_TEXTO DE APOIO_
São Paulo, terça-feira, 01 de outubro de 2002

Texto Anterior | Índice

RAZÃO DE VOTO

Entre a intenção e o voto

MAURO FRANCISCO PAULINO

Apenas cerca de 3% dos eleitores irão às urnas no domingo determinados a votar em branco ou anular o voto para presidente. É um contingente que agirá de forma consciente, seja por protesto ou falta de opção. Seus votos serão desprezados no cálculo que determinará a necessidade de realização do segundo turno.
A apuração final mostrará que a esses não-votos, ou "votos bronca", como são chamados na Argentina, serão acrescentados cerca de 15% de votos anulados acidentalmente por erro no manuseio da urna eletrônica ou por pressa ocasionada pelo número de cargos e pela pressão das filas. Serão eleitores que, com intenção de voto definida, não conseguirão transformá-la em voto válido.
O fenômeno já ocorria com as cédulas de papel. Muitos dos votos deixados em branco eram fruto mais da apatia do que sinal de protesto. Havia também votos anulados por erros de grafia ou desconhecimento da forma correta de votar. Quem queria protestar anulava o voto escrevendo mensagens ou nomes fictícios na cédula. A introdução do voto eletrônico impossibilita essa prática, mas amplia a possibilidade da anulação involuntária. Por outro lado, diminui a incidência de votos brancos. Já abordado anteriormente neste espaço, a compreensão desse fato é importante para a avaliação correta do resultado final e dos números das últimas pesquisas.
Em 1998 a eleição foi totalmente informatizada em alguns Estados. Estes fornecem bons exemplos das mudanças na dinâmica do voto para presidente. No Rio de Janeiro, em comparação com 1994, os votos brancos caíram de 6,1% para 3,3%, e os nulos subiram de 8,9% para 12,0%.

_REGISTROS DO EXERCÍCIO_
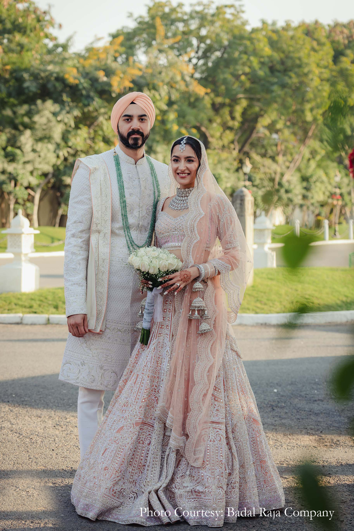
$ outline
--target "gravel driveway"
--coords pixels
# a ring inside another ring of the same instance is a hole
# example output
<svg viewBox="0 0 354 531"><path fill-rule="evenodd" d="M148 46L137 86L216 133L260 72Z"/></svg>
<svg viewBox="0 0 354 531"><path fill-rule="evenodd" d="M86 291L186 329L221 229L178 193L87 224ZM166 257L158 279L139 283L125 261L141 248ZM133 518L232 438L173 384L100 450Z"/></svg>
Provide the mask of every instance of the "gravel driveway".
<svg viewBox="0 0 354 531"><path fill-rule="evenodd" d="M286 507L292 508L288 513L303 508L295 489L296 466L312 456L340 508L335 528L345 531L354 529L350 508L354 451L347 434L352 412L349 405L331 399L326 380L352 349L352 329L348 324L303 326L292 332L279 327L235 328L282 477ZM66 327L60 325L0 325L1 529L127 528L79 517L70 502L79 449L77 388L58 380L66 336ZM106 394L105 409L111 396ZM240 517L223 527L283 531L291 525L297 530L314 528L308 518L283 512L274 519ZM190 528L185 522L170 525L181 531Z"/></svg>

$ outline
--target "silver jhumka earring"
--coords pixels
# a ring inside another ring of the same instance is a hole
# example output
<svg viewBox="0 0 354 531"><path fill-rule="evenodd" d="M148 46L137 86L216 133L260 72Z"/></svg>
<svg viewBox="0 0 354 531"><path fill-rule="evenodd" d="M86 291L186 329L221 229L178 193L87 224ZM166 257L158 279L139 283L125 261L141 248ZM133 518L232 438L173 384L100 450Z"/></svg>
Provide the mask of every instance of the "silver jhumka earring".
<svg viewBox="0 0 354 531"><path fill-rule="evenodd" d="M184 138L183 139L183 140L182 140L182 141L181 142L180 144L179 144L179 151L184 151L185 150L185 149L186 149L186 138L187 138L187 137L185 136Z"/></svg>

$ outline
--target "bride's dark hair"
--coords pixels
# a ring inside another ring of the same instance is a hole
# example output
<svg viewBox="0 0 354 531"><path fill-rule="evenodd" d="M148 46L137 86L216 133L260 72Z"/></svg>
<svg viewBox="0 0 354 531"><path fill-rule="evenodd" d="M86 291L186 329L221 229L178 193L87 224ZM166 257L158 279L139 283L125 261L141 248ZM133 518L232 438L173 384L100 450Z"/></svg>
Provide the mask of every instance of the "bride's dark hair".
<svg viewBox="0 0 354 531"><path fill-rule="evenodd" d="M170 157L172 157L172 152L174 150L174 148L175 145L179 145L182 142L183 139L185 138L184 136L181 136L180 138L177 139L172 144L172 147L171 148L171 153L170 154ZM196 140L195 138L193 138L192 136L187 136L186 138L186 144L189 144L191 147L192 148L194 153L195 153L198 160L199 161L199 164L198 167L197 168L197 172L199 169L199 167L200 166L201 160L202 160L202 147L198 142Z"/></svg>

* * *

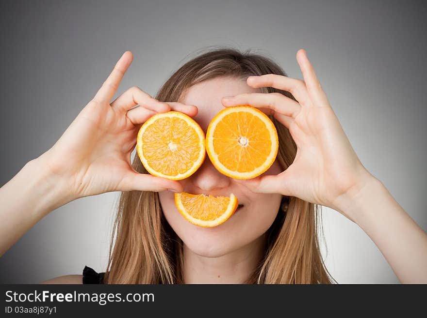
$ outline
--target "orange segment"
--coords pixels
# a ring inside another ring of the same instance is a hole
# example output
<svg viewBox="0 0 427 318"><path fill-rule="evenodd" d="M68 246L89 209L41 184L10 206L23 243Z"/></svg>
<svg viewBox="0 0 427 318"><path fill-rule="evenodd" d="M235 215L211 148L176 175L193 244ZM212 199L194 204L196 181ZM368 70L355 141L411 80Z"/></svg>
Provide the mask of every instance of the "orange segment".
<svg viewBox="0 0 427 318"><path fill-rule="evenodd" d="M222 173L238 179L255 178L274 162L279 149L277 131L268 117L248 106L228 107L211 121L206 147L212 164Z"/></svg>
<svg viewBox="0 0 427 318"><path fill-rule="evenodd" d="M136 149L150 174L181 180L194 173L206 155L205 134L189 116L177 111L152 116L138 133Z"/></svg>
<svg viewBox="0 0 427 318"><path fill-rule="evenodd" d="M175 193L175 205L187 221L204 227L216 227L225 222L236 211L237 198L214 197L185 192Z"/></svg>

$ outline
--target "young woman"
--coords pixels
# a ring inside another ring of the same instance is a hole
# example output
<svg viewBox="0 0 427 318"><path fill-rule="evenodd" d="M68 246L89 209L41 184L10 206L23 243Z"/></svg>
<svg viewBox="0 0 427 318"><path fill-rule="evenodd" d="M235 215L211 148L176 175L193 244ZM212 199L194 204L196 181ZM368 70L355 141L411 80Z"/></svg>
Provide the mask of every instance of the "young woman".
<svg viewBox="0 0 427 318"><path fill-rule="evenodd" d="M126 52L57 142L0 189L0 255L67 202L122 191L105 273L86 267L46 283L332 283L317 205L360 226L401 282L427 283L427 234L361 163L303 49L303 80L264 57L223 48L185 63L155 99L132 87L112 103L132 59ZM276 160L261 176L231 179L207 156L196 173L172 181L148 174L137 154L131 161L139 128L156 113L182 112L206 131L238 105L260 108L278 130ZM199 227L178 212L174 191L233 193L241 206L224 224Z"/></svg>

_TAREFAS PROPOSTAS_
1 – Como você resumiria em duas frases o texto sobre votos brancos e nulos?
2 – Em quais linhas dos registros aparece a palavra "Provide"? Encontre e copie todas, diferenciando maiúsculas de minúsculas.
Os registros não têm nenhuma relação com o texto.

_RESPOSTAS ÀS TAREFAS_
1 – Apenas cerca de 3% dos eleitores irão às urnas decididos a votar em branco ou anular o voto para presidente, mas a esses se somarão cerca de 15% de votos anulados acidentalmente por erro no manuseio da urna eletrônica ou por pressa. O voto eletrônico impossibilita o protesto escrito na cédula e diminui os votos brancos, mas amplia a anulação involuntária, como no Rio de Janeiro, onde de 1994 para 1998 os brancos caíram de 6,1% para 3,3% e os nulos subiram de 8,9% para 12,0%.

2 –
Provide the mask of every instance of the "gravel driveway".
Provide the mask of every instance of the "silver jhumka earring".
Provide the mask of every instance of the "bride's dark hair".
Provide the mask of every instance of the "orange segment".
Provide the mask of every instance of the "young woman".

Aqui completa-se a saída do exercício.